» **Exercise details**: From the post on finding your ancestors, pull out the passage between "1. For a period" and "five more years.", inclusive, word for word.

» **Supplied text**:

— BEGIN —

Wednesday, March 23, 2005

FOREVER BREAKING NEWS: HOW TO FIND YOUR ANCESTORS!!!

FINALLY: HOW TO FIND YOUR ANCESTORS!!!
(By Bettyanne Bruin)

If lately, you've been noticing that you have more time on your hands, you might be thinking now is the time to do your genealogy. For beginners, here are a few suggestions on how to find your ancestors:

1. For a period of about thirty years, off and on throughout these years, try, with minmal effort, to somehow locate or happen to come across a LDS pedigree chart, to record what, if any, records you do have. After trying, off and on, to locate this page, give up and do something that will actually be worth more than searching for a piece of paper with increasing blank lines begging you to record information you might spend the rest of your life searching for only to find the information no longer exists.

2. Ten years later, after accidentally catching sight of a yellowed, dog-earred, soiled, wrinkled and blank pedigree chart in the bottom of the drawer of a desk that is being placed into the back of a Deseret Industries truck, proudly place the chart in a prominent place on your kitchen counter for at least five more years.

— END —

(Dataset rows on where objects appear)
— BEGIN —

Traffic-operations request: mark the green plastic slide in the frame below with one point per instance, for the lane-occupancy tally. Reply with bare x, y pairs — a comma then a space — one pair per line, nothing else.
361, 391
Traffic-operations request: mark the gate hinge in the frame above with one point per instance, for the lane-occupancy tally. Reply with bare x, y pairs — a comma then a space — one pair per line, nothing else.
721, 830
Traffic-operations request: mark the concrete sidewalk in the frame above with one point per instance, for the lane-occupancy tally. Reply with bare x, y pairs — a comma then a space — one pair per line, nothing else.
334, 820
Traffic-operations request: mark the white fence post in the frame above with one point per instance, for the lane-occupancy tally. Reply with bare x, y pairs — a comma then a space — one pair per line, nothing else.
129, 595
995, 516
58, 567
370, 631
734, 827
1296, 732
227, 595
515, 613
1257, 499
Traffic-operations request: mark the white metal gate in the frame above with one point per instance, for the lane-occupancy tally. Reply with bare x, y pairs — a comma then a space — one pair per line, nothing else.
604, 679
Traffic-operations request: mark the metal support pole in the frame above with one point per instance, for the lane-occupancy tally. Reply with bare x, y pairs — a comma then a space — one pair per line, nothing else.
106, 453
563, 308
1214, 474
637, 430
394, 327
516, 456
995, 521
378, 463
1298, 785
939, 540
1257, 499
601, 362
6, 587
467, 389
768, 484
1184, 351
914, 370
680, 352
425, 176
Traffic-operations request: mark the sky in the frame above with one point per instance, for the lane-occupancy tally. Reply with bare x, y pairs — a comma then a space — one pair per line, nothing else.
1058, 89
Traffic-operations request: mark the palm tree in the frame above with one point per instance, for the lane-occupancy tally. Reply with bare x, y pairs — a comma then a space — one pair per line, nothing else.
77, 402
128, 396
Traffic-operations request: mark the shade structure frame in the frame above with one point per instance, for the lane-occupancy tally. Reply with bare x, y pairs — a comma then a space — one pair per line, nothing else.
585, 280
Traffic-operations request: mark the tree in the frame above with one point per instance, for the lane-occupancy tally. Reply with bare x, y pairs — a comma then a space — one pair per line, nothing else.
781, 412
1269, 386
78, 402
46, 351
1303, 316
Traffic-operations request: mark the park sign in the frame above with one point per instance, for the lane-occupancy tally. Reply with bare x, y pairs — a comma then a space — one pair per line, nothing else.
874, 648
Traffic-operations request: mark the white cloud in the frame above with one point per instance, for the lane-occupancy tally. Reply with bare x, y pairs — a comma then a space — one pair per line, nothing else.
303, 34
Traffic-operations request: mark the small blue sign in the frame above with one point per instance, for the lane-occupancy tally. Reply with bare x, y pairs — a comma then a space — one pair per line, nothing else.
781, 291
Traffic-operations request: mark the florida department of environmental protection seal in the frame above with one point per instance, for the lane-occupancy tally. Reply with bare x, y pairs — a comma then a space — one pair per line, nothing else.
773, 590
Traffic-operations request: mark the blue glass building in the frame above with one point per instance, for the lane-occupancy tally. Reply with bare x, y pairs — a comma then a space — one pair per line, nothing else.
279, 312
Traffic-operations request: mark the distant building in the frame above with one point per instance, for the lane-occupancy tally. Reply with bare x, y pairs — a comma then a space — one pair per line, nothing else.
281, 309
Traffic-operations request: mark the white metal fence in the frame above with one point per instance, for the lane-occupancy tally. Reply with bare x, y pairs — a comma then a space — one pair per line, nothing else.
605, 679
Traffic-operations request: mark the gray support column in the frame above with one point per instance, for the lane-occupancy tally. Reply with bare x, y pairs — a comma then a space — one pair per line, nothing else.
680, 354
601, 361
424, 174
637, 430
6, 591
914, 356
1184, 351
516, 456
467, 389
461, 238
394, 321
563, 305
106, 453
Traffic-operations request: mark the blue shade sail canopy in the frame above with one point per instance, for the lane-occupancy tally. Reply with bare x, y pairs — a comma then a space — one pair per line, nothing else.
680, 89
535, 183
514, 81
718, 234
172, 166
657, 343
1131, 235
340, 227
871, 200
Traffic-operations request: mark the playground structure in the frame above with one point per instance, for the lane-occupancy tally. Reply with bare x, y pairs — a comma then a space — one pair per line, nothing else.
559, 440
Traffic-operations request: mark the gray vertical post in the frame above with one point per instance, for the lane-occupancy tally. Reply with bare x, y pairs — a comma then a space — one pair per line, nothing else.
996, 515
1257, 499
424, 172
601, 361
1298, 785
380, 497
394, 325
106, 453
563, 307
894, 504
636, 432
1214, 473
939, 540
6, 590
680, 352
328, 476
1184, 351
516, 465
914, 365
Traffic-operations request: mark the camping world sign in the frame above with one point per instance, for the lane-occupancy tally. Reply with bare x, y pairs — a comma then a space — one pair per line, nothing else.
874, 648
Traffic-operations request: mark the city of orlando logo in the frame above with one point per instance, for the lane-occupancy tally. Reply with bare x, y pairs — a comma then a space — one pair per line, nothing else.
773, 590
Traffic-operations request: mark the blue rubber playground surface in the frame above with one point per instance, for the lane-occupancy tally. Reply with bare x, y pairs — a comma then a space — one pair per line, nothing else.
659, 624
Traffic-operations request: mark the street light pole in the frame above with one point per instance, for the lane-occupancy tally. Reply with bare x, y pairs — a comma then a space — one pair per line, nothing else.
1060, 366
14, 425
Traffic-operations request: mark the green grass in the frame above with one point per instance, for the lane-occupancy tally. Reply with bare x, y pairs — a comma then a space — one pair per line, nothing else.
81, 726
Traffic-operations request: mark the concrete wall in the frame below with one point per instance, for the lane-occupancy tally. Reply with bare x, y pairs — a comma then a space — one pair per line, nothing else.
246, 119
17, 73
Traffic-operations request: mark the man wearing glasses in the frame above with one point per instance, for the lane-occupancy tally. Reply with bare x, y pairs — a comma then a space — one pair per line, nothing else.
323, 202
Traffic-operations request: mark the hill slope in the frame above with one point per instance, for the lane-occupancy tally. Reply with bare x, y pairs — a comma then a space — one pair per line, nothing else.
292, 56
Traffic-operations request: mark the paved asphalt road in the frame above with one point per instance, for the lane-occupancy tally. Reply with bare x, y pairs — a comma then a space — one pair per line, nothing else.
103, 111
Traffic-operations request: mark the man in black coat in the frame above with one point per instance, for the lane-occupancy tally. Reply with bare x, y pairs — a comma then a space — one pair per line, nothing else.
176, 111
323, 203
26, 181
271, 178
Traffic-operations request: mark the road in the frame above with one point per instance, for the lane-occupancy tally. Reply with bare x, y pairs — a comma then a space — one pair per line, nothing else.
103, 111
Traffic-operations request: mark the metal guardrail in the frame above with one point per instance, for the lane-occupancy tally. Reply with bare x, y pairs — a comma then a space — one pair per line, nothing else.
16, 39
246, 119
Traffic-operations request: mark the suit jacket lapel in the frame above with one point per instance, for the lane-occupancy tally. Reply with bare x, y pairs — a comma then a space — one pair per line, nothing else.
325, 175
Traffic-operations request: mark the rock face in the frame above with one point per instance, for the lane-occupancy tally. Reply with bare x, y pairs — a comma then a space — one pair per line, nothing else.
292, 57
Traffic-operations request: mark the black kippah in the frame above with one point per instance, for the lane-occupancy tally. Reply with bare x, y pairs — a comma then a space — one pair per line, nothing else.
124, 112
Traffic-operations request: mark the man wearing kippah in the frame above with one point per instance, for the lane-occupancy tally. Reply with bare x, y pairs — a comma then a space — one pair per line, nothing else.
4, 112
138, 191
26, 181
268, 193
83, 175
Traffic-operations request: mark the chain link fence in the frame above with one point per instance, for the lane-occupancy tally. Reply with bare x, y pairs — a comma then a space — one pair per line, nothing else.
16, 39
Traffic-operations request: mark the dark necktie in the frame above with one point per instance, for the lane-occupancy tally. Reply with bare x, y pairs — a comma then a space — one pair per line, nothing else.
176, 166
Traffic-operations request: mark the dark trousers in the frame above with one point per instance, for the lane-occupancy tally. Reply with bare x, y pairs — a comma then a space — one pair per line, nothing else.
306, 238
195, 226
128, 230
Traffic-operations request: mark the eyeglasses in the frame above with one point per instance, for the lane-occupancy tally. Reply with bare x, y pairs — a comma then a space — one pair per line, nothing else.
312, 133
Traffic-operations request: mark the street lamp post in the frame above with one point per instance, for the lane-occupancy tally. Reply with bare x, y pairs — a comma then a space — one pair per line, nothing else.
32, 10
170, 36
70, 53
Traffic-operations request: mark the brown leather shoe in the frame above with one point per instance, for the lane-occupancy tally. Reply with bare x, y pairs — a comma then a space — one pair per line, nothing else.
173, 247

— END —

» **Result of the task**:
1. For a period of about thirty years, off and on throughout these years, try, with minmal effort, to somehow locate or happen to come across a LDS pedigree chart, to record what, if any, records you do have. After trying, off and on, to locate this page, give up and do something that will actually be worth more than searching for a piece of paper with increasing blank lines begging you to record information you might spend the rest of your life searching for only to find the information no longer exists.

2. Ten years later, after accidentally catching sight of a yellowed, dog-earred, soiled, wrinkled and blank pedigree chart in the bottom of the drawer of a desk that is being placed into the back of a Deseret Industries truck, proudly place the chart in a prominent place on your kitchen counter for at least five more years.